[EXTRACT PROVIDED]

Extinct genus of trilobites

Psychopyge is a genus of trilobites, that lived during the upper Emsian (or Lower Devonian) and has been found in Germany (P. psyche) and Morocco. It is characterized by the swordlike extension from the front of the head.

== Description ==
Like all sighted Phacopina, Psychopyge has schizochroal eyes, the frontal lobe of the central raised area of the headshield (or cephalon), called glabella is expanded forward, lacks a rostral plate (the midfrontal part of the “seam” visible from the ventral side, defined by sutures), and the articulate middle part of the exoskeleton (or thorax) has 11 segments. Like all Asteropyginae, Psychopyge has (in this case 5 pairs) prominent spines (or lappets) extending from the segments of the tailshield (or pygidium) in the area outside the axis (or pleural region). The frontal lobe of the glabella is rounded, the border carries a long flat sword-shaped forward pointing extension. The furrows dividing the frontal lobe of the glabella is curved inward and backward. The eyes have 9–10 lenses per vertical row (or dorsoventral file). The eye does not touch the border furrow at the back of the cephalon, and there is no platform below the eye. The large spines at the back corners of the cephalon (genal spines) are longer than glabella. There is a long vertical spine on the part of the glabella that corresponds with the border (called occipital ring), gradually curving backward. There are no spines between the genal spines and the glabella (or metafixigenal spines). The pygidium has 19-21 axial rings, each with a spine on its midpoint. The part of the pygidium outside the axis (or pleura) has 5–6 segments that get longer further to the back, with rounded pleural bands, clearly incised furrows between the bands and vertical spines near where each posterior band converts into a lappet. There are 5 pairs of lappets that grow only from the posterior pleural bands, and are longer than the corresponding pleural bands.

[/EXTRACT PROVIDED]

TASK INSTRUCTIONS:
(1) According to the Psychopyge text, how many segments does the thorax have?
(2) Extend the Psychopyge text past its final sentence, keeping the same descriptive style.
The material has nothing to do with the Psychopyge text.

[SOURCE INFORMATION]

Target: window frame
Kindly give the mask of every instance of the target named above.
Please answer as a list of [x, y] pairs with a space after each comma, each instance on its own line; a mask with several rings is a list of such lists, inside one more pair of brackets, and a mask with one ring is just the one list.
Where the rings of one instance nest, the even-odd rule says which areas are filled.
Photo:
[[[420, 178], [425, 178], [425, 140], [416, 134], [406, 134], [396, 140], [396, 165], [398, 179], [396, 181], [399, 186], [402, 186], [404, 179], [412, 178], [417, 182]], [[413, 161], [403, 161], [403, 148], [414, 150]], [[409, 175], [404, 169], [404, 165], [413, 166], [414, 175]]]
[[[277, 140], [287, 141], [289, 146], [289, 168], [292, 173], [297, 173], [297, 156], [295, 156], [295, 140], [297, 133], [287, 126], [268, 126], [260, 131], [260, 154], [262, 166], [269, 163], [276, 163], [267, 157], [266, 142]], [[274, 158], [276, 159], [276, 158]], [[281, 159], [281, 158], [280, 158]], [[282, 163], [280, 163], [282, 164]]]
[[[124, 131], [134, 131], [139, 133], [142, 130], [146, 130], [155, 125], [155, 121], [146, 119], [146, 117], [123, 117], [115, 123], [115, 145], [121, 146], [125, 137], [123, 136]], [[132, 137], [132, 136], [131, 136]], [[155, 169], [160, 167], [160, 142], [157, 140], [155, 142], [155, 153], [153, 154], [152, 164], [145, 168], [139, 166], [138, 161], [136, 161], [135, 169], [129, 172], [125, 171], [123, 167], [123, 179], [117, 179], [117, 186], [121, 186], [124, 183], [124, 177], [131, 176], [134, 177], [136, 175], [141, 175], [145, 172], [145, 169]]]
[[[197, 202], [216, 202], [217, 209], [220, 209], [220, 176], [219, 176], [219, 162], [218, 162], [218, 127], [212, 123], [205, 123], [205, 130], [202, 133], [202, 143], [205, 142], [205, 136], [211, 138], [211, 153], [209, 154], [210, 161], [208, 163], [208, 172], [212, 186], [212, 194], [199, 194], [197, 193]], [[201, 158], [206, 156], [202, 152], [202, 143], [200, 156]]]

[/SOURCE INFORMATION]

EXERCISE ANSWERS:
(1) It has 11 segments.

(2)
== Taxonomy ==
Psychopyge is most related to Quadrops, Saharops, and Walliserops. These genera share that the posterior pleural bands of the pygidium are much wider as the anterior band, the pleural segments are twice as wide near the base of the spine as at the axis and pygidial spines are connected only with the posterior pleural bands. Further in all these genera the pygidial spines are longer than the pleural segment, are round in section and are as wide as the posterior pleural bands. These genera also have inward and backward curved glabellar furrows and lateral borders developed on the genal spines, which are square in section.